- Prompt
Set down all of the records exactly, leaving none out.

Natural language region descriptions
....

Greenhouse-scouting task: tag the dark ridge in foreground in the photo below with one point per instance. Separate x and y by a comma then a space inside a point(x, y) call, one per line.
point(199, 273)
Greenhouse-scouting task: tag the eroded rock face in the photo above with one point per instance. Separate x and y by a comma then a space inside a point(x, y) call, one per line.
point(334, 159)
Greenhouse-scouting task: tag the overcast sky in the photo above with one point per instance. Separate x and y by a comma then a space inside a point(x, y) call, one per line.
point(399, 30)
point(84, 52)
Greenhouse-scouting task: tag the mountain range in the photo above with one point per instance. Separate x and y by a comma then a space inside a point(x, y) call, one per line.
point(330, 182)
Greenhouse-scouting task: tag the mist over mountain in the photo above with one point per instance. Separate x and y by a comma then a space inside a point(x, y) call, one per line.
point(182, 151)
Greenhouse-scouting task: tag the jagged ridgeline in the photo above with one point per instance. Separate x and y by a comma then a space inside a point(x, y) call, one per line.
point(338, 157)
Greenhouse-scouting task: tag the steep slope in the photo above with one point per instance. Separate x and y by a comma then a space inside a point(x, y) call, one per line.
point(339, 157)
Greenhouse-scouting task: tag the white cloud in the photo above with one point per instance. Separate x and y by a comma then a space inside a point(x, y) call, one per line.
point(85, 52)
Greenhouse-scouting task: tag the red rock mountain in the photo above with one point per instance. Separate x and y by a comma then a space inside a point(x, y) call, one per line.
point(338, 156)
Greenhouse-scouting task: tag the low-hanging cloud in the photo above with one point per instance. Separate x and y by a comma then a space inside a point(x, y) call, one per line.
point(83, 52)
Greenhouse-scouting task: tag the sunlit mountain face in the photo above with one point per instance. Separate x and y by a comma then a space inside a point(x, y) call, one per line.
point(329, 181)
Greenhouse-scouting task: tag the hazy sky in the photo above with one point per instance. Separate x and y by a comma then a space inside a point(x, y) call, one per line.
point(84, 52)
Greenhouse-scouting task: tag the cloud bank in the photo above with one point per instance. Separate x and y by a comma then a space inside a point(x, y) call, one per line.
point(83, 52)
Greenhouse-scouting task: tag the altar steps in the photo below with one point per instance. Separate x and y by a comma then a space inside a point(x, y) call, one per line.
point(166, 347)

....

- Your response
Greenhouse-scouting task: tag the dark ridge in foreground in the photo below with one point per instance. Separate x and y by a comma then a space inside a point(x, y) call, one per line.
point(199, 273)
Greenhouse-scouting task: tag the eroded rock face in the photo above with one point per instance. Separate x and y by a comma then a space inside a point(x, y) call, one per line.
point(334, 159)
Greenhouse-scouting task: tag the overcast sky in the photo above with one point per instance. Separate x and y by a comma then a space inside a point(x, y) call, one per line.
point(399, 30)
point(84, 52)
Greenhouse-scouting task: tag the mountain range in the photo above with one point per instance. Separate x and y by a comma then a space inside a point(x, y) call, one per line.
point(330, 182)
Greenhouse-scouting task: tag the mist over mountain in the photo above with one point per instance. Separate x and y by a comma then a space inside a point(x, y) call, one per line.
point(182, 151)
Greenhouse-scouting task: tag the jagged ridgeline in the photo above with one point per instance. Separate x and y by a comma then a space inside a point(x, y) call, one per line.
point(338, 157)
Greenhouse-scouting task: tag the steep slope in the photo above with one point per instance. Separate x and y by a comma then a space inside a point(x, y) call, one per line.
point(339, 157)
Greenhouse-scouting task: tag the white cloud in the photo above with one point per instance. Separate x and y by a comma then a space inside a point(x, y) call, one per line.
point(85, 52)
Greenhouse-scouting task: tag the red rock mountain in the photo above with one point per instance. Separate x and y by a comma then a space inside a point(x, y) call, one per line.
point(338, 156)
Greenhouse-scouting task: tag the low-hanging cloud in the photo above with one point per instance. Separate x and y by a comma then a space inside a point(x, y) call, one per line.
point(83, 52)
Greenhouse-scouting task: tag the sunlit mountain face in the photo above with one point per instance. Separate x and y by a comma then a space inside a point(x, y) call, one per line.
point(329, 181)
Greenhouse-scouting task: tag the hazy sky in the photo above with one point per instance. Separate x and y by a comma then a space inside a point(x, y) call, one per line.
point(84, 52)
Greenhouse-scouting task: tag the cloud bank in the photo above with one point per instance. Separate x and y by a comma then a space inside a point(x, y) call, one per line.
point(83, 52)
Greenhouse-scouting task: tag the altar steps in the photo below with one point per instance. Separate x and y by a comma then a space inside a point(x, y) call, one per line.
point(166, 347)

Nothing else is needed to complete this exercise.